= PAGE EXCERPT =
Skip to content

Disentangle-then-Align: Non-Iterative Hybrid Multimodal Image Registration via Cross-Scale Feature Disentanglement

Conference: CVPR 2026
arXiv: 2603.19623
Code: GitHub
Area: Multimodal VLM / Multimodal Image Registration
Keywords: Multimodal registration, hybrid transformation, feature disentanglement, cross-scale consistency, Mamba

TL;DR

The authors propose HRNet, which learns clean shared representations through Cross-scale Feature Disentanglement and Adaptive Projection (CDAP) and non-iteratively predicts joint rigid and non-rigid transformations in a unified coarse-to-fine pipeline, achieving SOTA performance on four multimodal datasets.

= EXERCISE REQUIREMENTS =
**A.** Answer these questions using the paper summary:
(i) At which conference does the work appear?
(ii) What arXiv identifier does it have?
(iii) On how many multimodal datasets is state-of-the-art performance reported?
**B.** Repeat the paper summary from "Disentangle-then-Align: Non-Iterative Hybrid" to "four multimodal datasets.", substituting "their model" for "HRNet".
The entries that follow come from a separate source and are unrelated to the paper summary.

= LISTING =
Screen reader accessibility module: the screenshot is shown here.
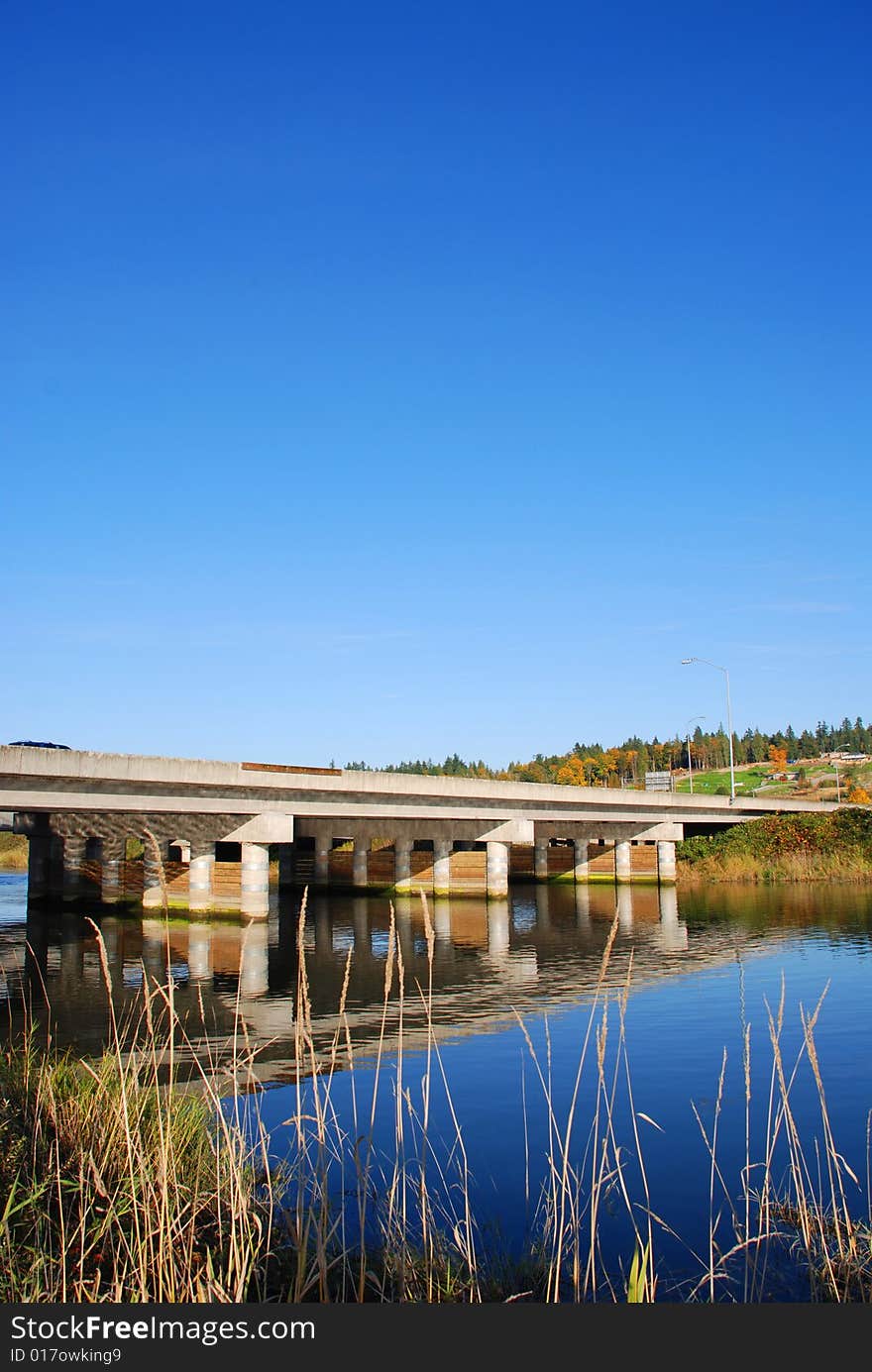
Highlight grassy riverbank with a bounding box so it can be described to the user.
[676,806,872,885]
[0,834,28,871]
[0,909,872,1302]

= WORKED SOLUTIONS =
**A.**
(i) CVPR 2026
(ii) 2603.19623
(iii) Four

**B.**
Disentangle-then-Align: Non-Iterative Hybrid Multimodal Image Registration via Cross-Scale Feature Disentanglement

Conference: CVPR 2026
arXiv: 2603.19623
Code: GitHub
Area: Multimodal VLM / Multimodal Image Registration
Keywords: Multimodal registration, hybrid transformation, feature disentanglement, cross-scale consistency, Mamba

TL;DR

The authors propose their model, which learns clean shared representations through Cross-scale Feature Disentanglement and Adaptive Projection (CDAP) and non-iteratively predicts joint rigid and non-rigid transformations in a unified coarse-to-fine pipeline, achieving SOTA performance on four multimodal datasets.